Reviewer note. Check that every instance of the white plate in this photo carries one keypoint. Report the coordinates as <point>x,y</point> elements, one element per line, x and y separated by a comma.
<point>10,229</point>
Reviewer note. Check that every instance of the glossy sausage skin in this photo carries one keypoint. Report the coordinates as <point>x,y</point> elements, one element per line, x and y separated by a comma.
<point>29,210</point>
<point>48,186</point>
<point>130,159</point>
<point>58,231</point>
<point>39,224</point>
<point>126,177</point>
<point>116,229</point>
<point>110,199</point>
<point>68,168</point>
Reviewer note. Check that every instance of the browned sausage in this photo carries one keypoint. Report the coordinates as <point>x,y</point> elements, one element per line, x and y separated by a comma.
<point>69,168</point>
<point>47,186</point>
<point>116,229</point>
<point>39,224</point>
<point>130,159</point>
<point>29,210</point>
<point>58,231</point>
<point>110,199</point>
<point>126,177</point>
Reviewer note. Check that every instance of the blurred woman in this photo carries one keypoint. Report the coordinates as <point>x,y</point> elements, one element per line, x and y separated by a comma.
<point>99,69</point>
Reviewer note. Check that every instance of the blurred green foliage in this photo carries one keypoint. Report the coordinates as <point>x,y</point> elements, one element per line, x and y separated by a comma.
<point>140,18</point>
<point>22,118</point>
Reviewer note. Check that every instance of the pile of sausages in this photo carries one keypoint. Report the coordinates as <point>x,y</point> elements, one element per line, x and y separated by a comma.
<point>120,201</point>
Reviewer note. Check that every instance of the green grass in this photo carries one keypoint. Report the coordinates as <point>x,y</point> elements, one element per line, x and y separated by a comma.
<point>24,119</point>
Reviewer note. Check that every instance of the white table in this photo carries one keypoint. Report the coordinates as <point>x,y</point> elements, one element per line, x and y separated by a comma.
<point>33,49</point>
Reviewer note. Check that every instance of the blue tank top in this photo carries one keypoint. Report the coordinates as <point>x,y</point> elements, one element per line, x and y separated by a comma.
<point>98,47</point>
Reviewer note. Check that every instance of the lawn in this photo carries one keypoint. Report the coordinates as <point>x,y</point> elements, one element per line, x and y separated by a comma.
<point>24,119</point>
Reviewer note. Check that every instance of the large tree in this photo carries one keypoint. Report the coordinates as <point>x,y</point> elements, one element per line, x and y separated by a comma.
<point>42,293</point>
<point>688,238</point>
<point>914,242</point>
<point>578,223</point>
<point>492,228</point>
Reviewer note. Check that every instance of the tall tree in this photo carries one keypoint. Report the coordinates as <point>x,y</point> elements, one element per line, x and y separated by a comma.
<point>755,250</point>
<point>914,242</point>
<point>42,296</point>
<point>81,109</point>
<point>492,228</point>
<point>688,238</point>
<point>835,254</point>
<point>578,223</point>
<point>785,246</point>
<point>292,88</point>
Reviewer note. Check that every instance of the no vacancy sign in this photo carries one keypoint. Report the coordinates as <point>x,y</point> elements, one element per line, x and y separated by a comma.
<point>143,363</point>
+++
**TASK DESCRIPTION**
Rewrite all of the data above as a numbered list, one item per line, leaving out any blank lines.

**WORKED SOLUTION**
1. Reviewer note. Check that every instance of the white plate in this photo carries one keypoint. Report the coordinates as <point>x,y</point> elements, one element per line, x and y separated by a comma.
2. <point>10,229</point>
3. Reviewer note. Check that every instance of the glossy sausage skin in this photo carries one keypoint. Report the coordinates as <point>x,y</point> elements, one element per line, x and y separated by a comma.
4. <point>29,210</point>
5. <point>48,186</point>
6. <point>130,159</point>
7. <point>58,231</point>
8. <point>39,224</point>
9. <point>126,177</point>
10. <point>116,229</point>
11. <point>110,199</point>
12. <point>68,168</point>
13. Reviewer note. Check that every instance of the browned sausage in this photo carries one keypoint. Report the coordinates as <point>x,y</point> elements, one element per line, x and y separated by a comma.
14. <point>69,168</point>
15. <point>47,186</point>
16. <point>116,229</point>
17. <point>39,224</point>
18. <point>130,159</point>
19. <point>29,210</point>
20. <point>58,231</point>
21. <point>110,199</point>
22. <point>126,177</point>
23. Reviewer note. Check that every instance of the blurred woman in this photo carries one keypoint. Report the coordinates as <point>x,y</point> elements, one element per line, x and y separated by a comma.
24. <point>99,69</point>
25. Reviewer note. Check that every instance of the blurred green foliage in this photo carries one keypoint. Report the coordinates as <point>x,y</point> elements, one element per line, x and y separated by a comma.
26. <point>140,18</point>
27. <point>22,118</point>
28. Reviewer note. Check that every instance of the pile of sausages in this photo carries one keypoint. Report the coordinates as <point>x,y</point> elements, one element per line, x and y separated by a comma.
29. <point>120,201</point>
30. Reviewer note. Check that every instance of the green grass in this photo carries one keypoint. Report the coordinates as <point>x,y</point> elements, one element per line, x and y separated by a comma.
31. <point>24,119</point>
32. Reviewer note. Check that every instance of the white table in this photo carries one keypoint. Report the coordinates as <point>x,y</point> elements, one element per line, x and y separated by a comma.
33. <point>33,49</point>
34. Reviewer note. Check that every instance of the blue tank top in this photo carries one keypoint. Report the coordinates as <point>x,y</point> elements, one element per line, x and y separated by a comma.
35. <point>98,47</point>
36. Reviewer note. Check that every instance of the lawn in this photo carries one keypoint. Report the coordinates as <point>x,y</point> elements, one element per line, x and y separated by a comma.
37. <point>24,119</point>
38. Reviewer note. Check that every instance of the large tree in this photo carries one keypoint. Report the coordinates as <point>x,y</point> elements, one element per line, x and y separated by a comma.
39. <point>42,293</point>
40. <point>688,238</point>
41. <point>914,242</point>
42. <point>578,223</point>
43. <point>492,228</point>
44. Reviewer note. Check that every instance of the tall tree in this photo carries one keypoint. Report the coordinates as <point>x,y</point> elements, one element per line, x and y separated by a comma.
45. <point>755,250</point>
46. <point>914,242</point>
47. <point>42,296</point>
48. <point>81,109</point>
49. <point>492,228</point>
50. <point>688,238</point>
51. <point>835,254</point>
52. <point>578,223</point>
53. <point>785,246</point>
54. <point>292,88</point>
55. Reviewer note. Check that every instance of the no vacancy sign in this photo carries one keypoint. Report the coordinates as <point>x,y</point> elements, one element per line, x and y separated by a comma.
56. <point>143,363</point>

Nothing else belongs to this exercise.